* _YOUR TASK_: Images should not appear in the copy, yet every line of the listing below must be printed exactly.

* _GIVEN DATA_:
____
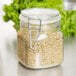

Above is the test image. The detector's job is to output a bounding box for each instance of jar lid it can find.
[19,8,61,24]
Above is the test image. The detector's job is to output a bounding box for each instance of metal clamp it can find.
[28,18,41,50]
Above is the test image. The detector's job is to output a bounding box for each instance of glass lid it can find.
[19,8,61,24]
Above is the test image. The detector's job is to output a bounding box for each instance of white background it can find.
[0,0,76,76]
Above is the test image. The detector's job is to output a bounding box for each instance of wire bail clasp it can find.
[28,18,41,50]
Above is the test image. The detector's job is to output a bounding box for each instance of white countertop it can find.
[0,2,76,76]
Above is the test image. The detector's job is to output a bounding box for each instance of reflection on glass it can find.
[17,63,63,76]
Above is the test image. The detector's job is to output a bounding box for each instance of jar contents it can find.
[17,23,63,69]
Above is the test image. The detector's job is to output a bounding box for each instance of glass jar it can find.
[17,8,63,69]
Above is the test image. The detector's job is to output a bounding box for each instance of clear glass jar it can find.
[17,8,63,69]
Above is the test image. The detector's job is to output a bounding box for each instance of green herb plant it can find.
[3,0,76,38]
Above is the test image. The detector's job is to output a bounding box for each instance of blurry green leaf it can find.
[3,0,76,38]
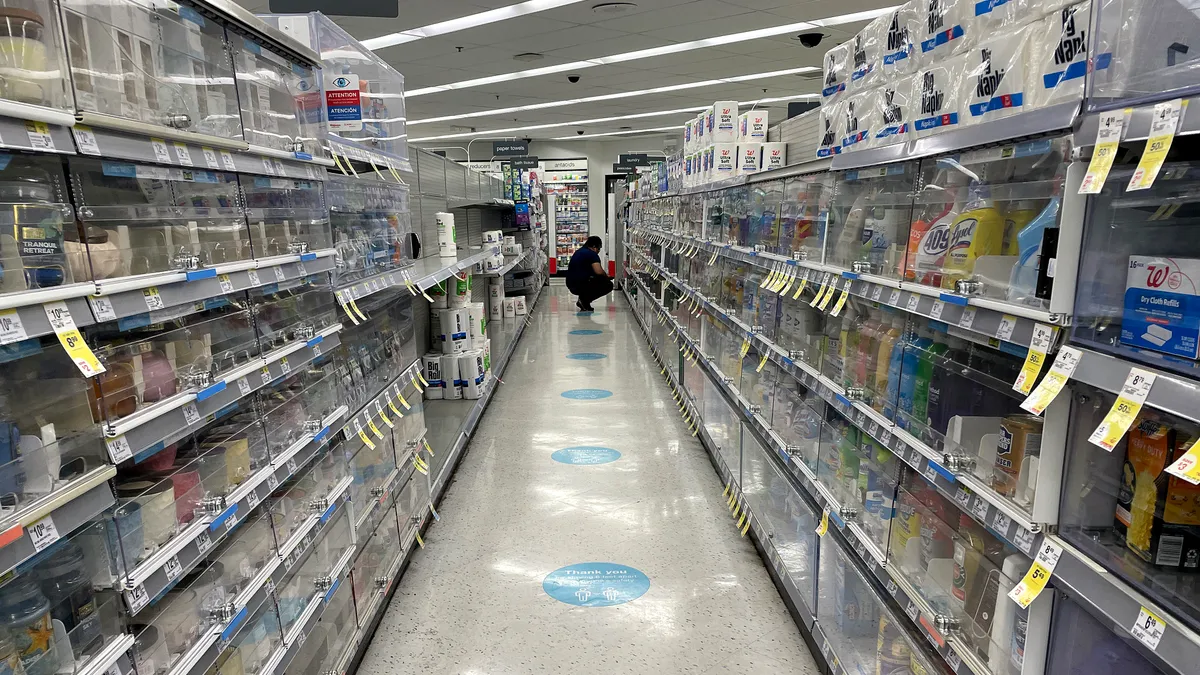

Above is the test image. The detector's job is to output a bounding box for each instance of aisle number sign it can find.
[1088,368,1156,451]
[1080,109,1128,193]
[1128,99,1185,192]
____
* _SOLUTION_:
Above is the test image. The detector's job is to output a bounding box for each instance of jar lid it can find.
[19,8,61,24]
Above is the test image. The detector's job is to output a bounding box for each instance of metal clamp it can find.
[28,18,41,50]
Above is the test image. The detector's job is to output a bounding box for each instance of glass lid it can find.
[19,8,61,24]
Above is the test image. The detector's job is to output a bounding box for each instance of white background it can find.
[0,0,76,76]
Above is the test image. The detector's job is to output a bounding box for each instance of wire bail clasp it can find.
[28,18,41,50]
Above is the test image. The detector's job is to output a bounding box for each instance of white countertop it can find.
[0,2,76,76]
Above is the test image. The detector's job is to output a bounding box for each instance of reflection on glass it can find.
[17,63,63,76]
Above is the test image. The detector's job is to output a bounding box for each instance of jar contents it can find.
[17,23,63,69]
Above is the test image. The detector's job is to output a bounding box for each instance of glass jar it can find.
[17,8,63,69]
Above is the test image. The detector's job is to output a bounding box for each instance of clear glass jar it can find.
[17,8,63,69]
Above is the test image. The detector's job is to output a bounding box for each instance of green herb plant it can find.
[3,0,76,38]
Above is the test image. The detector's job is to output a bounding box for each instance of blurry green leaf it can find.
[3,0,76,38]

Above is the test image. The detector's job is to output a bounding box for each instance of aisle number sign it can find.
[1088,368,1156,451]
[1080,109,1128,193]
[1128,99,1185,192]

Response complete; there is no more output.